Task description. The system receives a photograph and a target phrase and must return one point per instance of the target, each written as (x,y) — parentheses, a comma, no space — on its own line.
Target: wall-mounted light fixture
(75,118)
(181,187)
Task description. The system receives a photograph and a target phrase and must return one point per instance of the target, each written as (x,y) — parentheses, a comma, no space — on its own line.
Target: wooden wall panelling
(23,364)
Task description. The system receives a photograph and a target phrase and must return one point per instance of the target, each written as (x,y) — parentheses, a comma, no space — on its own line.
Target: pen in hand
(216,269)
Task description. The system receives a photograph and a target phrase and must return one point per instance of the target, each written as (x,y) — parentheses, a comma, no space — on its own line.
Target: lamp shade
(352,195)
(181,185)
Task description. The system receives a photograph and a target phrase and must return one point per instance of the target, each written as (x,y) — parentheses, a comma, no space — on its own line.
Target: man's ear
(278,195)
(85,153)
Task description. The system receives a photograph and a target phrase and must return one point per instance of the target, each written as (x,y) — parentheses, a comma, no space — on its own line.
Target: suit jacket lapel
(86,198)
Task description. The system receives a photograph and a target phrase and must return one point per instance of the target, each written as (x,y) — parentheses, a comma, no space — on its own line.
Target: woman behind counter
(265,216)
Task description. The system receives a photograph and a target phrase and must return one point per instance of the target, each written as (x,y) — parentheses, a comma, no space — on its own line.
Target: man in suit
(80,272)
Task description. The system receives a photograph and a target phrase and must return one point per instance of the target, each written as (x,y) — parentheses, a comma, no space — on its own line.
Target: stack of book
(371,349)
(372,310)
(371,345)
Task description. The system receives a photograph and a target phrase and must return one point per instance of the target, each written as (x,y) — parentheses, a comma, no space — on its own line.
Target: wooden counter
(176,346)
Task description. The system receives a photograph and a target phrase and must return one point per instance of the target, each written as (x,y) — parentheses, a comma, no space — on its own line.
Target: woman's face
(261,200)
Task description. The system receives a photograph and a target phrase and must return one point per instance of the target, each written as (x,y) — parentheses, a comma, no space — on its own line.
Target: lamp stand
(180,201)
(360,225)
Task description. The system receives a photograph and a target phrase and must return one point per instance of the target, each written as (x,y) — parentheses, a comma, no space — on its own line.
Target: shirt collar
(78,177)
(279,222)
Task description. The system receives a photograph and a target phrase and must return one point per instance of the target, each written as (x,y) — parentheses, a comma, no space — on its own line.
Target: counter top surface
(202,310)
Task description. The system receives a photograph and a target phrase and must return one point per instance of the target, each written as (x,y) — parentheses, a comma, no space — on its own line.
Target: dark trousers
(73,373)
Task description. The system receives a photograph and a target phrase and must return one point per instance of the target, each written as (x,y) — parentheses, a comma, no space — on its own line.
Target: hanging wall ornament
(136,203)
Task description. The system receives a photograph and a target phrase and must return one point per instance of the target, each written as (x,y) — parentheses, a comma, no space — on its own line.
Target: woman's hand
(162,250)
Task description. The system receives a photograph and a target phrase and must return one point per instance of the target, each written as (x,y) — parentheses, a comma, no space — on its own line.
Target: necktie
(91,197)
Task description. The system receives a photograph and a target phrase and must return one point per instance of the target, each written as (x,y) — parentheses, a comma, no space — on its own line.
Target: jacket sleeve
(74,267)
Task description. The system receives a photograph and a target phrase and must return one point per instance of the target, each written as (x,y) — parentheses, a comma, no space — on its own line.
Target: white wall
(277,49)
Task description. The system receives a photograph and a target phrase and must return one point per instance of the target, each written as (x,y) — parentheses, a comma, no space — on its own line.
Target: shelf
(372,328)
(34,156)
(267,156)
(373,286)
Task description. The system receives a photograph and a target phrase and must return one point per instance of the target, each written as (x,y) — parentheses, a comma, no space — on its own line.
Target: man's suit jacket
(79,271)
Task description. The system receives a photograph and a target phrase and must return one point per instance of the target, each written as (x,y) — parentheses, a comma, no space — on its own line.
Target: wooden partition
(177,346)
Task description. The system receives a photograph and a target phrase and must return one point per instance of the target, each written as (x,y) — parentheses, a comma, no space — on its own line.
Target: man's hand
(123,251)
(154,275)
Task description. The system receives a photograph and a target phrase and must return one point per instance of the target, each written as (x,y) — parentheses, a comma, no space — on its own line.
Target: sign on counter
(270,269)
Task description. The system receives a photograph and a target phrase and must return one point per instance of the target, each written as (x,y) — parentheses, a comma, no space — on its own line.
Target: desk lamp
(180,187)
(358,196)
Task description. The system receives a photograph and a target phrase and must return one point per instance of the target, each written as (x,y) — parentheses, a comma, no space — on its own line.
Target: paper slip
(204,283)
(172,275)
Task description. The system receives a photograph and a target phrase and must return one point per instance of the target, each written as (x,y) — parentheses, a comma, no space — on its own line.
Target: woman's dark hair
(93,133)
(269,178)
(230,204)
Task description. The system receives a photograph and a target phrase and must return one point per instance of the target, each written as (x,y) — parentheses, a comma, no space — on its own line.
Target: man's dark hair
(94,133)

Instruction: Go through the records above and set each one down exactly, please.

Correct answer:
Task description. The system receives a photograph and a target phrase and must return one point per instance of the target, each written as (x,y) — parentheses, a comma, no space — on its own line.
Target: wall-mounted light fixture
(75,118)
(181,187)
Task description. The system receives a photograph and a target phrase and must return one point per instance of the target, each written as (x,y) — parentheses, a comma, no space — on its own line.
Target: wooden wall panelling
(23,364)
Task description. The system receives a photograph and a target phrase and must return one point per instance of the target, each written as (x,y) — parentheses, a comma, no space — on its own line.
Target: pen in hand
(216,269)
Task description. The system receives a photograph and a target phrase and must return one point per instance of the target, each written as (x,y) — parentheses, a comma, no space — on its own line.
Target: lamp shade
(352,195)
(181,185)
Task description. The system receives a photograph and a target phrase and must return one point per instance of the target, each written as (x,y) — parentheses, a comma, no space — on its own line.
Target: man's ear
(278,195)
(85,153)
Task description. The system receives a photograph and a target phrase and must return one point per instance of the target, each written as (x,y) — parentheses, a comma, no space — on its own line.
Target: suit jacket lapel
(86,198)
Task description. The system receives a photograph and a target phrase and must return one point per instance of the target, each written as (x,y) — parentheses, a comma, no space — on its own line.
Target: woman behind counter
(265,216)
Task description. The system receives a photograph and a target phrase and must return one point per instance of the target, each written as (x,y) — parentheses, a comma, no space — on its own line.
Target: man in suit
(80,272)
Task description. The system receives a photograph and a target phrase and must return one point per instance of the target, each written as (x,y) — parentheses, a comma, no space — on its own line.
Target: stack of book
(371,349)
(372,310)
(371,345)
Task description. The system receives a photograph and a target phrase and must return one point per instance of the target, each written as (x,y) — parentheses, a comma, no space — on its own line.
Target: wooden counter
(176,346)
Task description. The system receives a photograph and a target phrase and must return one point per instance of the target, each written as (x,y) — parentheses, a comma, no space — on its own line.
Target: woman's face
(261,200)
Task description. The system receives a photograph and a target phrase and must return one point per instance of the target, each written as (x,y) — parentheses, a comma, no space — on its own line.
Target: lamp stand
(180,201)
(360,225)
Task description. The system receives a photograph and a target phrase and must return one point per instance of the target, each written as (x,y) — parentheses, a comma, no space — on its own line.
Target: shirt collar
(78,177)
(279,222)
Task description. The system receives a photograph and a target phrase and must return one point per instance of the target, each written as (x,y) — parentheses, a comma, no space — on its own line.
Target: counter top surface
(202,310)
Task description. The system receives a photograph and a target phrase and must return one point per instance of the target, each written as (x,y) — parentheses, a comma, no space — on its own line.
Target: dark trousers
(73,373)
Task description. The system receives a photograph and a target phrase and must return one point per instance of the target, each written as (x,y) — parentheses, a comma, no space — on its own line.
Target: hanging wall ornament
(136,203)
Task description. The system receives a photograph and a target phrase and must return one point per instance of the target, each written as (x,y) — parentheses, a comma, no space — on its own line.
Target: woman's hand
(162,250)
Task description. The system receives a photograph and a target phrase and must return one point per instance of the target, each written as (x,y) — parentheses, a comma, no space — on its own line.
Target: necktie
(91,197)
Task description. The system receives a photograph and a target phrase and must return one point per instance of the target, each written as (x,y) — parentheses, a comma, no space — on its own line.
Target: jacket sleeve
(74,267)
Task description. The system receives a photograph and a target phrase and must return one point per instance of the target, each written as (x,y) — parentheses, a comma, no space — on its own line.
Target: white wall
(277,49)
Task description. The system receives a photograph and a target phrase and must return one point per instance of the target, each written as (x,y) — parentheses, a comma, no space — on its own line.
Target: shelf
(372,328)
(34,156)
(267,156)
(373,286)
Task description. The system receives a photograph and a target phrase and must return one point per instance of the target, each written as (x,y) — parentheses, a comma, no space — on its own line.
Target: man's suit jacket
(79,271)
Task description. The system receives a photograph and a target phrase and must return one point per instance of the target, each written as (x,y) — parentheses, a comma, no space — on its own line.
Target: wooden partition
(177,346)
Task description. The system receives a photograph and a target phrase and must return one point per instance of the target, each written as (x,y) — parentheses, a comma, no space — on its own line.
Target: man's hand
(123,251)
(154,275)
Task description. The system receives a photograph and a target phrase and must return one point per instance of the target, each written as (x,y) — parentheses, a comma, no space — on its own line.
Target: sign on counter
(270,269)
Task description. The system receives a photograph and a target phrase and must return one point per instance of the target, each written as (x,y) — parentheses, a comma, no space — on its own line.
Target: desk lamp
(180,187)
(358,196)
Task description. The system receives a photograph and a target phrase and must return one point per instance of the target, each written as (x,y) — parentheses, a comma, no space — on its own line.
Target: paper slip
(204,283)
(172,275)
Task description. The system receives a photograph and a target phrase and must return one point per instance of the target, each written as (x,y) — parentheses, a comma, no space — on its own line.
Target: woman's dark hair
(93,133)
(269,178)
(230,204)
Task description. The system receives a photograph and a target phrase and must return one point per instance of the target, each written as (x,y) — parentheses, a comma, no space — on its own line.
Target: man's dark hair
(94,133)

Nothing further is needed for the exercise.